— begin Document section —

Tuesday, September 6, 2016

The Barely There Project

Year: 2000
Director: Joe Berlinger
Cast: Jeffrey Donovan, Stephen Barker Turner, Erica Leerhsen
Run Time: 1 hour 30 minutes
MPAA Rating: R

It’s all happening! The Woods, the upcoming found footage flick from Adam Wingard and Simon Barrett (You’re Next, The Guest) has been revealed to be an official sequel to The Blair Witch Project! The newly retitled Blair Witch looks incredible, and I’m excited to revisit that 1999 classic through the goggles of 16 years of progress.

…Wait a second. Why did I say 17 years of progress? Could this be? Was there a Blair Witch in 2000? Yes folks, today we’ll be exploring the quickly assembled, quickly forgotten sequel to The Blair Witch Project, entitled Book of Shadows: Blair Witch 2. In excitement for the new film, I popped in this DVD (which is a double disc containing the film’s soundtrack on the flipside, because the millennium was awesome), ready to complete my Blair Witch education.

Pro-Tip: Don’t follow in my footsteps.

— end Document section —
— begin Provided information —

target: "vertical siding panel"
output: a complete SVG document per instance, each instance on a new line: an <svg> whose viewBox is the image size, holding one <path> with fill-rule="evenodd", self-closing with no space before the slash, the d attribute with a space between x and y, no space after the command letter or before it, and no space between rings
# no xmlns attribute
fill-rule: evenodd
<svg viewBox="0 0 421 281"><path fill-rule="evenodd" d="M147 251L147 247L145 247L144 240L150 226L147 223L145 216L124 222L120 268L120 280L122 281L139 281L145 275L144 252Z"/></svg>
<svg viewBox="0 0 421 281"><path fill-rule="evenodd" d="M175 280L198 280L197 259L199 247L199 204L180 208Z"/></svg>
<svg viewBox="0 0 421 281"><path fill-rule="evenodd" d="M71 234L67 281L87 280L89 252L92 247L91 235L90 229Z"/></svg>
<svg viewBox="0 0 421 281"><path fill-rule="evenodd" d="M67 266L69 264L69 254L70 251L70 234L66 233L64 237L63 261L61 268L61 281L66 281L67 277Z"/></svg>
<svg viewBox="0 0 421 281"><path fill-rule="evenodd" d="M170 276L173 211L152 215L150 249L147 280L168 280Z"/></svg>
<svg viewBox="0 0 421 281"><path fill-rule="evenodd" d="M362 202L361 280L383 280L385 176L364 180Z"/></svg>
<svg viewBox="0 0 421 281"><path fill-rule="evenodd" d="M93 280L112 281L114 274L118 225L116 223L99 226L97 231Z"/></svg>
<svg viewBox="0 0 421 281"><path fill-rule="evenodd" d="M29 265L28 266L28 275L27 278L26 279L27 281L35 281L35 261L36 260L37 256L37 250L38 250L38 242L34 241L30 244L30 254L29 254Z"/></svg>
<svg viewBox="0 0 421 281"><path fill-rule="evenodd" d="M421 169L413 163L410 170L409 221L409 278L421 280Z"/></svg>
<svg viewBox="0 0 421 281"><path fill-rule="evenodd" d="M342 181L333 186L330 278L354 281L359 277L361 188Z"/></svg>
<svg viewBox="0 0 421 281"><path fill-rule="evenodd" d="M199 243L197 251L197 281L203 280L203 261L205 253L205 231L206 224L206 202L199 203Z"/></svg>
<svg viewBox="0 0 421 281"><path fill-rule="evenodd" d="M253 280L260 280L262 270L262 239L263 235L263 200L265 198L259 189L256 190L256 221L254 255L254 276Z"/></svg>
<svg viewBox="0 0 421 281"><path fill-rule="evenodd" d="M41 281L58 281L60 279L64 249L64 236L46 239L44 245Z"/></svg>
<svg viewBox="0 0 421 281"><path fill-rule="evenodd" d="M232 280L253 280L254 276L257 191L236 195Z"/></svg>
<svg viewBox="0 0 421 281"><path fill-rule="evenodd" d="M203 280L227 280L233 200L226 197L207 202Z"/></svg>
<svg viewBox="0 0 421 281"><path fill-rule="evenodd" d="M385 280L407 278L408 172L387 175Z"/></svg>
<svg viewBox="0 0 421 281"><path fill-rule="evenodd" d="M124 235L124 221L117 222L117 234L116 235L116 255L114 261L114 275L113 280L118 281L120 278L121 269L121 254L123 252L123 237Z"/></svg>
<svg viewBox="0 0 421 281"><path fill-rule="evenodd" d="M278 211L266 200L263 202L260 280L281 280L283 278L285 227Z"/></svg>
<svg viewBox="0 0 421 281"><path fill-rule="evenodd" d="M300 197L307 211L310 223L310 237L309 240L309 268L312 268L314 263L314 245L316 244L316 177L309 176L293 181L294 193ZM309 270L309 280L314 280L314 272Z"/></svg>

— end Provided information —

▸ **Your instructions**
According to the movie review above, what does the flipside of the DVD contain?

▸ **Task solution**
The film's soundtrack.